### LISTED RECORDS

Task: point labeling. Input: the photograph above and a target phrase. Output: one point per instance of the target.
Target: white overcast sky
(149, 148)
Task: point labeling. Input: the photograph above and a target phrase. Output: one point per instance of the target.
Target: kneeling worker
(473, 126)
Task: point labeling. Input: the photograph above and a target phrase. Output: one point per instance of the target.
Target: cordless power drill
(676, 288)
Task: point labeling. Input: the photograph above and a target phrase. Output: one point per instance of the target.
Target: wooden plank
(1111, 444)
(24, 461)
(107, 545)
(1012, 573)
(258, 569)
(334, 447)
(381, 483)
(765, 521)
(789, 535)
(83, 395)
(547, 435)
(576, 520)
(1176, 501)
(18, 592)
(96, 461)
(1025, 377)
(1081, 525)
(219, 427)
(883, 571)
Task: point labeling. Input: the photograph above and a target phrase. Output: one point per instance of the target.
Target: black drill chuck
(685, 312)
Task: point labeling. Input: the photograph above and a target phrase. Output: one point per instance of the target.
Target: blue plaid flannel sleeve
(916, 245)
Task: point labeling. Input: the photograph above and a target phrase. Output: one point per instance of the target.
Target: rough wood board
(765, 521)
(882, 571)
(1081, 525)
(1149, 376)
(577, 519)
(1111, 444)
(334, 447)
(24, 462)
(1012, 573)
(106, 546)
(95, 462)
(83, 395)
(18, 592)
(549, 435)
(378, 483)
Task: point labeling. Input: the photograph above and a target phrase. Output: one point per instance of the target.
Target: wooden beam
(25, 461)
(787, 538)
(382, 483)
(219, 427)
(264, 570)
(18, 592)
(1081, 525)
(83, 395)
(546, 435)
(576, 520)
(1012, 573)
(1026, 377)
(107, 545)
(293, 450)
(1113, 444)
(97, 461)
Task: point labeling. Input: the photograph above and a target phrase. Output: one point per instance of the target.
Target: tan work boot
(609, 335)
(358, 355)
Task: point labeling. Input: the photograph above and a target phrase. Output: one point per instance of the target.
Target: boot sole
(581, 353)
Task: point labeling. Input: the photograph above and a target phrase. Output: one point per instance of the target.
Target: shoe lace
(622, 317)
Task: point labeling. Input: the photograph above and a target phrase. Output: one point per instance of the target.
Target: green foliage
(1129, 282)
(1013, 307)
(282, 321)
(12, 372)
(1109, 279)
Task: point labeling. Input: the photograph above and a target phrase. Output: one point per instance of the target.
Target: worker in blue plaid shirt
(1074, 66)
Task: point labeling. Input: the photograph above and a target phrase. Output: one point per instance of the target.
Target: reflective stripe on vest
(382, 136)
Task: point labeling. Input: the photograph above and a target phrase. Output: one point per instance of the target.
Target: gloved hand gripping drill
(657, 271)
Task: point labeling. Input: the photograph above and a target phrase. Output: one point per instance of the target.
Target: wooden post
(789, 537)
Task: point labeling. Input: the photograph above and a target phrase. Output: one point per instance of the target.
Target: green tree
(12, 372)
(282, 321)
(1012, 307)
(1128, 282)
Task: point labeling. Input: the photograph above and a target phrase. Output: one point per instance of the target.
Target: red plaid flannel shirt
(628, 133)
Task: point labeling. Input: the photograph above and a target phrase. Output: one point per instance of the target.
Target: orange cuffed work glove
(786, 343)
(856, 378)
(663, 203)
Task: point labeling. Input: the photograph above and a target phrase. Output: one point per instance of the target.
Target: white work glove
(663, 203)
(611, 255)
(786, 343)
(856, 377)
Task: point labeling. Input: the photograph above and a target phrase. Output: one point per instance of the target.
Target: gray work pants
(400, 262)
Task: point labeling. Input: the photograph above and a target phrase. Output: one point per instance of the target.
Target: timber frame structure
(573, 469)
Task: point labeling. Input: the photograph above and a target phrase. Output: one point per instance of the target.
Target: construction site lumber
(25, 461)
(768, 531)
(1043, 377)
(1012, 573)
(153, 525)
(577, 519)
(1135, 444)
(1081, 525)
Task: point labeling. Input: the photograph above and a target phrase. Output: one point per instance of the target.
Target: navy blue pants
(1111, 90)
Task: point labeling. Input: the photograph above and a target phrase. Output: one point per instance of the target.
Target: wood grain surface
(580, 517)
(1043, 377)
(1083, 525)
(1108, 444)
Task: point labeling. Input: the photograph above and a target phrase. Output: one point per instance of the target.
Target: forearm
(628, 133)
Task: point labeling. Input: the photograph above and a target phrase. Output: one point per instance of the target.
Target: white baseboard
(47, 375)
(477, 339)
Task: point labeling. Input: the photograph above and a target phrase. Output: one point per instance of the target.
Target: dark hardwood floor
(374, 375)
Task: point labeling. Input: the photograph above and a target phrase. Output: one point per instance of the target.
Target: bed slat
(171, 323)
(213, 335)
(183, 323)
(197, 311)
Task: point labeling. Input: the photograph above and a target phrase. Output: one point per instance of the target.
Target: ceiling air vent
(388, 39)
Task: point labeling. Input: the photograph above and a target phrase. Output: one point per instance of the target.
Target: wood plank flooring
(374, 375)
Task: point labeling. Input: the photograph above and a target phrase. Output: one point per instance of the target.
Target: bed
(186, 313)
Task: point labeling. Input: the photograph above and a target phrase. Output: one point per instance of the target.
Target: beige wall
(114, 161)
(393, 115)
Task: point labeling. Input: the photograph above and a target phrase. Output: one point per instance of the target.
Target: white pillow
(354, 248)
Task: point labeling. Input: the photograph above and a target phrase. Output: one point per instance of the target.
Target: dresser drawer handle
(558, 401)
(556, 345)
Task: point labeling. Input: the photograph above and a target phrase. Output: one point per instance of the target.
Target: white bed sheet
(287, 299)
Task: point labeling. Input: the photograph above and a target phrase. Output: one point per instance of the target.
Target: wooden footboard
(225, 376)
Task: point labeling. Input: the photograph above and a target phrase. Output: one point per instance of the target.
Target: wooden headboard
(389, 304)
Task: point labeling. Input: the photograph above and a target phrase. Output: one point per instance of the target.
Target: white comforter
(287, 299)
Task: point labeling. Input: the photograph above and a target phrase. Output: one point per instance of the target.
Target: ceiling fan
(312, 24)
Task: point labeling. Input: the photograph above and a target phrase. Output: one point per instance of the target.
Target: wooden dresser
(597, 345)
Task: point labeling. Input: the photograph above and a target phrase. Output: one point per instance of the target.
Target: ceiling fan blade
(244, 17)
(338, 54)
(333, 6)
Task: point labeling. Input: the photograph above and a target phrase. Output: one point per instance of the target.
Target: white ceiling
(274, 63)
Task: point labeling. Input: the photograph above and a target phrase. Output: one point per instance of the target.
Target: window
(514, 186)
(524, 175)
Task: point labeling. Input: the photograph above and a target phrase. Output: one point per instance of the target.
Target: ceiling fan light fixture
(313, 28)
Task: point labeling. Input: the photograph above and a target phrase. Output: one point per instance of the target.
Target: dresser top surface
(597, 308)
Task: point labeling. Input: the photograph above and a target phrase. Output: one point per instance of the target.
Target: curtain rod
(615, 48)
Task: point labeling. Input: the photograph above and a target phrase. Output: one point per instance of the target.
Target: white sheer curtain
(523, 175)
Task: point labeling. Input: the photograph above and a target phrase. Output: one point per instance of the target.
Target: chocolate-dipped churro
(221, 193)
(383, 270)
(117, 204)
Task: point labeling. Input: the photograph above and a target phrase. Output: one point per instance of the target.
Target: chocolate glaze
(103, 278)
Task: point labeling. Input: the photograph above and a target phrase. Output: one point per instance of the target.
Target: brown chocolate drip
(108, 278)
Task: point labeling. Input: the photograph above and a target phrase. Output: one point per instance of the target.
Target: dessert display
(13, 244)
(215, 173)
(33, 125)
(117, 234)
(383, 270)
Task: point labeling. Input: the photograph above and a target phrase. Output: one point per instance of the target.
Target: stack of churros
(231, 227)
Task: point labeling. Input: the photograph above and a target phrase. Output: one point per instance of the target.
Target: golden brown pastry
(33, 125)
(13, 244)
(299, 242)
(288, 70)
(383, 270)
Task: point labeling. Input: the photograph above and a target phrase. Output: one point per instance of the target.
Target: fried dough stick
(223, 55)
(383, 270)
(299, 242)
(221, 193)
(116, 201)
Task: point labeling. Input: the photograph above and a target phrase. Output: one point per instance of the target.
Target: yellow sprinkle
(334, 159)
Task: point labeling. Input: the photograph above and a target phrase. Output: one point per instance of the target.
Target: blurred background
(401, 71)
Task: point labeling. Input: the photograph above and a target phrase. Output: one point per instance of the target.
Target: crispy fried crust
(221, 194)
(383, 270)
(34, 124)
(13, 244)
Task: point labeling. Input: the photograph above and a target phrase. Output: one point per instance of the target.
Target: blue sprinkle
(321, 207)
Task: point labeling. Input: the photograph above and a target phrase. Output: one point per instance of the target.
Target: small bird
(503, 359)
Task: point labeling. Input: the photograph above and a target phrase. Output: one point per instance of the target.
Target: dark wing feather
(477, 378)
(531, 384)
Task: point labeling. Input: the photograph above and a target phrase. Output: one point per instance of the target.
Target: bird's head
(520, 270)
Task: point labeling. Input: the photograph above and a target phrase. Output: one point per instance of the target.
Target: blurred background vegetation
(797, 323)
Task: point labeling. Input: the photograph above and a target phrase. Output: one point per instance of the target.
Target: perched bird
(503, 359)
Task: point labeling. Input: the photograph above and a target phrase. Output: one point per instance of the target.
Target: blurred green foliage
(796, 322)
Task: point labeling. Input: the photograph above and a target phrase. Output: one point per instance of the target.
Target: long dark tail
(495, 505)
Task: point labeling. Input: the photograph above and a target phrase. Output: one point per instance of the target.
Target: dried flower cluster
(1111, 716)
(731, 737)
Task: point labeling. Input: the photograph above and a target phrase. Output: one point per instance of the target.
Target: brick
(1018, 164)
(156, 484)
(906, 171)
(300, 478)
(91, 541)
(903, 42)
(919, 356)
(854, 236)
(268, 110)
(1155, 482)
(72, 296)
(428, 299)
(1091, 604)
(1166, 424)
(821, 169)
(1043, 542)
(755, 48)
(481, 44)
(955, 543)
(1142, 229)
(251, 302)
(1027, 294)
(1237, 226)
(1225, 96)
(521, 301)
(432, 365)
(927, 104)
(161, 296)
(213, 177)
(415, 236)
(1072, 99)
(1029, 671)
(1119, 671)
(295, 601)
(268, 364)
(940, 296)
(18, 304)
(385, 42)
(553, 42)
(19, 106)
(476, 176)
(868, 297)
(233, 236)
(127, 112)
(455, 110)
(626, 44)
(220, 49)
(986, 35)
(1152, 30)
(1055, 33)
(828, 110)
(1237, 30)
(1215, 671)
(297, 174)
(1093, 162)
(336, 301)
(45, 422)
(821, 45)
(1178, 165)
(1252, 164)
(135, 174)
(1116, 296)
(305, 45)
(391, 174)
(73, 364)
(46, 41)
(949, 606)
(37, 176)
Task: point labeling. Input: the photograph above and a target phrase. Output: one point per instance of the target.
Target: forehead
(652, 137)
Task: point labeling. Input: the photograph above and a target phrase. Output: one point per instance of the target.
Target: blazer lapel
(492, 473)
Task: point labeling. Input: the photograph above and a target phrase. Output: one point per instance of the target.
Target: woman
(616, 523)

### EXERCISE AIM
How many lines in the listing above contain the string "pants", matching case exactly? Reply with the number alone.

### OUTPUT BELOW
2